**EXERCISE TASK:**
Copy every row below word for word, leaving each line unchanged.

* START DATA SHOWN *

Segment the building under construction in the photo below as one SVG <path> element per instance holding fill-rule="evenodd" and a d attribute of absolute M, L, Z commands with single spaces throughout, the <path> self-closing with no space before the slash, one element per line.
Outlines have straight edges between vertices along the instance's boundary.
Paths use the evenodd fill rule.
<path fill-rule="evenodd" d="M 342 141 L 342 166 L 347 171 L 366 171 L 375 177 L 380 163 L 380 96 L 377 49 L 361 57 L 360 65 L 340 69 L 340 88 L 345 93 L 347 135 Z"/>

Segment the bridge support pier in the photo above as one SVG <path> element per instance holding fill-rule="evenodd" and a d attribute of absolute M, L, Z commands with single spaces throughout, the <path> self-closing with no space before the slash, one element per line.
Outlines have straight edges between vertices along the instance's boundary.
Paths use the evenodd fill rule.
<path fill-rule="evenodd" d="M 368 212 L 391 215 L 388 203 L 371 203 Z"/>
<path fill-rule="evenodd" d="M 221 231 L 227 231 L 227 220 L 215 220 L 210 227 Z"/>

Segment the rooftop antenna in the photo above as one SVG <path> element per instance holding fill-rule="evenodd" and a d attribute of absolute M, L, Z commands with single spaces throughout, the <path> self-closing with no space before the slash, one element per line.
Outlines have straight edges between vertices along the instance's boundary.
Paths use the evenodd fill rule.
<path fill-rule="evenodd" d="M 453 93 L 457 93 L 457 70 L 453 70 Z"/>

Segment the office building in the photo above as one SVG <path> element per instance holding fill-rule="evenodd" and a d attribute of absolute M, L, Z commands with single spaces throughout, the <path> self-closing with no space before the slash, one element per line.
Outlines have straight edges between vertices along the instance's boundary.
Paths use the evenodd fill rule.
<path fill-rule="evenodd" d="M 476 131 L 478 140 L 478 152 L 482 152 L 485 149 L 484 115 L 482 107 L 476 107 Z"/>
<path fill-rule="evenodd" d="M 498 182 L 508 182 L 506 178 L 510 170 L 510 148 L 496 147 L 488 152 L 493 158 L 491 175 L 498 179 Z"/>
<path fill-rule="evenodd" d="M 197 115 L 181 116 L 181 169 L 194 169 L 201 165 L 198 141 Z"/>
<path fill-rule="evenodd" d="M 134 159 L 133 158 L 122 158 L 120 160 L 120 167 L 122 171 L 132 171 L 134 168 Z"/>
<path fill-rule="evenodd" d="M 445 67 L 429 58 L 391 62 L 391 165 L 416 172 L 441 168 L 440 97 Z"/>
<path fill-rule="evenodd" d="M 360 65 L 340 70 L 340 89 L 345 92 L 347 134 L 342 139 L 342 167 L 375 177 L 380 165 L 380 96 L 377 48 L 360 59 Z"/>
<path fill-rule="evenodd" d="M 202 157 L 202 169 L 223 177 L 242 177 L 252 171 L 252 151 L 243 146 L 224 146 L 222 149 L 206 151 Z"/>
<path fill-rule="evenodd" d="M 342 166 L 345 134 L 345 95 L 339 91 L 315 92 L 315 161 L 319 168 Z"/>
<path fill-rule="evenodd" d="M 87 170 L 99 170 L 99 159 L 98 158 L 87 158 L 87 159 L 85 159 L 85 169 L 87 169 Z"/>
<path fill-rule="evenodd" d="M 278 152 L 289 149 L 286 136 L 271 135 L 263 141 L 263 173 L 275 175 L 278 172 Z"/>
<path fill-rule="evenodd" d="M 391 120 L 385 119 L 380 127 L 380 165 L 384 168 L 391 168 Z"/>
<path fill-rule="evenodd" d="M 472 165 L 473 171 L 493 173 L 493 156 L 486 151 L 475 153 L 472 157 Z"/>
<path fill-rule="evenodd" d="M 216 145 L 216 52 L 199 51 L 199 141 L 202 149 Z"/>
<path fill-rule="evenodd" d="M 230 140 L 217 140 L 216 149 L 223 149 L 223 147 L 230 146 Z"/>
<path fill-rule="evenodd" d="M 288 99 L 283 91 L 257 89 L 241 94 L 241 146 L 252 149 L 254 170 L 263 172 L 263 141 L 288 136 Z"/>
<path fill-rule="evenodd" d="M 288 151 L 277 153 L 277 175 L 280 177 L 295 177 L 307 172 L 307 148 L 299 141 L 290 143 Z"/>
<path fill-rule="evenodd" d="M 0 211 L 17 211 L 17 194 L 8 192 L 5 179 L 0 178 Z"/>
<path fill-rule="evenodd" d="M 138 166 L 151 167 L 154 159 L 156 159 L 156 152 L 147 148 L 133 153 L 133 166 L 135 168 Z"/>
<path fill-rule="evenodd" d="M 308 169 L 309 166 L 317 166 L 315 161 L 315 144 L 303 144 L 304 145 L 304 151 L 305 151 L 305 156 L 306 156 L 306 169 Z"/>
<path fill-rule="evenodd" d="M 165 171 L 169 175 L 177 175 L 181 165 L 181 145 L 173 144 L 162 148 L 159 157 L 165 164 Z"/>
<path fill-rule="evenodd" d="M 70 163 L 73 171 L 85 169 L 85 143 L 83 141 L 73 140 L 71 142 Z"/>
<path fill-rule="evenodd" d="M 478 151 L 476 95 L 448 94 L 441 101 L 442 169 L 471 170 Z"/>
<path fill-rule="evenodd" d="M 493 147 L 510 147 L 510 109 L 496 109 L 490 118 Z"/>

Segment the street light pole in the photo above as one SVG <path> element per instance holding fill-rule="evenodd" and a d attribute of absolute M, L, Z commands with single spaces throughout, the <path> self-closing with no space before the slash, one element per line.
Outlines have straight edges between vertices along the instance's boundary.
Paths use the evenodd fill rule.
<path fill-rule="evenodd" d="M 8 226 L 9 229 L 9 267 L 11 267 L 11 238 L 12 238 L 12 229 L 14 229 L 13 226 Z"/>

* END DATA SHOWN *

**COMPLETED EXERCISE:**
Segment the building under construction in the photo below as one SVG <path> element per instance holding fill-rule="evenodd" and a d attribute of absolute M, L, Z commands with single spaces throughout, the <path> self-closing with no space before the slash, one element per line.
Outlines have straight edges between vertices along the instance's boundary.
Paths use the evenodd fill rule.
<path fill-rule="evenodd" d="M 342 141 L 342 166 L 347 171 L 366 171 L 375 177 L 380 163 L 380 96 L 377 49 L 361 57 L 360 65 L 340 69 L 340 88 L 345 93 L 347 135 Z"/>

Segment the bridge support pier in the photo above as one SVG <path> element per instance holding fill-rule="evenodd" and a d attribute of absolute M, L, Z commands with single spaces throughout, the <path> self-closing with no space before the slash, one element per line.
Outlines have straight edges between vertices along the instance's boundary.
Paths use the evenodd fill rule.
<path fill-rule="evenodd" d="M 368 212 L 391 215 L 388 203 L 371 203 Z"/>
<path fill-rule="evenodd" d="M 221 231 L 227 231 L 227 220 L 215 220 L 210 227 Z"/>

Segment the rooftop antenna in the photo above as one SVG <path> element per instance holding fill-rule="evenodd" and a d attribute of absolute M, L, Z commands with single spaces throughout, the <path> self-closing with no space before the slash, one element per line.
Outlines have straight edges between vertices along the instance's boundary.
Paths use the evenodd fill rule.
<path fill-rule="evenodd" d="M 453 93 L 457 93 L 457 70 L 453 70 Z"/>

Segment the office building in the photo above as one SVG <path> element per instance holding fill-rule="evenodd" and a d attribute of absolute M, L, Z commands with single spaces throughout, the <path> self-closing with no space before the slash, one element per line.
Outlines have straight edges between vertices along the instance's boundary.
Paths use the evenodd fill rule.
<path fill-rule="evenodd" d="M 476 131 L 478 140 L 478 152 L 482 152 L 485 149 L 484 115 L 482 107 L 476 107 Z"/>
<path fill-rule="evenodd" d="M 498 182 L 508 182 L 506 178 L 510 170 L 510 148 L 496 147 L 488 152 L 493 158 L 491 175 L 498 179 Z"/>
<path fill-rule="evenodd" d="M 197 115 L 181 116 L 181 169 L 194 169 L 201 165 L 198 141 Z"/>
<path fill-rule="evenodd" d="M 134 159 L 133 158 L 122 158 L 120 160 L 120 167 L 122 171 L 132 171 L 134 168 Z"/>
<path fill-rule="evenodd" d="M 445 67 L 429 58 L 391 62 L 391 165 L 416 172 L 441 168 L 440 97 Z"/>
<path fill-rule="evenodd" d="M 360 65 L 340 70 L 340 89 L 345 92 L 347 134 L 342 139 L 342 167 L 375 177 L 380 165 L 380 96 L 377 48 L 360 59 Z"/>
<path fill-rule="evenodd" d="M 202 157 L 202 169 L 223 177 L 242 177 L 252 171 L 252 151 L 243 146 L 224 146 L 222 149 L 206 151 Z"/>
<path fill-rule="evenodd" d="M 342 166 L 345 134 L 345 95 L 339 91 L 315 92 L 315 161 L 319 168 Z"/>
<path fill-rule="evenodd" d="M 87 170 L 99 170 L 99 159 L 98 158 L 87 158 L 87 159 L 85 159 L 85 169 L 87 169 Z"/>
<path fill-rule="evenodd" d="M 278 152 L 289 149 L 286 136 L 271 135 L 263 141 L 263 173 L 275 175 L 278 172 Z"/>
<path fill-rule="evenodd" d="M 391 120 L 385 119 L 380 127 L 380 165 L 384 168 L 391 168 Z"/>
<path fill-rule="evenodd" d="M 472 165 L 473 171 L 493 173 L 493 156 L 486 151 L 475 153 L 472 157 Z"/>
<path fill-rule="evenodd" d="M 216 145 L 216 52 L 199 51 L 199 141 L 202 149 Z"/>
<path fill-rule="evenodd" d="M 230 140 L 217 140 L 216 149 L 223 149 L 223 147 L 230 146 Z"/>
<path fill-rule="evenodd" d="M 288 99 L 283 91 L 257 89 L 241 94 L 241 146 L 252 149 L 254 170 L 263 172 L 263 141 L 288 136 Z"/>
<path fill-rule="evenodd" d="M 288 151 L 277 153 L 277 175 L 280 177 L 295 177 L 307 172 L 307 148 L 299 141 L 290 143 Z"/>
<path fill-rule="evenodd" d="M 0 211 L 17 211 L 17 194 L 8 192 L 5 179 L 0 178 Z"/>
<path fill-rule="evenodd" d="M 138 166 L 151 167 L 154 159 L 156 159 L 156 152 L 147 148 L 133 153 L 133 166 L 135 168 Z"/>
<path fill-rule="evenodd" d="M 308 169 L 309 166 L 317 166 L 315 161 L 315 144 L 303 144 L 304 145 L 304 151 L 305 151 L 305 156 L 306 156 L 306 169 Z"/>
<path fill-rule="evenodd" d="M 165 171 L 169 175 L 177 175 L 181 165 L 181 145 L 173 144 L 162 148 L 159 157 L 165 164 Z"/>
<path fill-rule="evenodd" d="M 70 163 L 73 171 L 85 169 L 85 143 L 83 141 L 73 140 L 71 142 Z"/>
<path fill-rule="evenodd" d="M 478 151 L 476 95 L 448 94 L 441 101 L 442 169 L 471 170 Z"/>
<path fill-rule="evenodd" d="M 493 147 L 510 147 L 510 109 L 496 109 L 490 118 Z"/>

Segment the street light pole in the photo above as one SVG <path> element per instance holding fill-rule="evenodd" and a d attribute of absolute M, L, Z commands with single spaces throughout, the <path> self-closing with no space before the slash, one element per line.
Outlines have straight edges between vertices along the instance's boundary.
Paths use the evenodd fill rule.
<path fill-rule="evenodd" d="M 8 226 L 9 229 L 9 267 L 11 267 L 11 238 L 12 238 L 12 229 L 14 229 L 13 226 Z"/>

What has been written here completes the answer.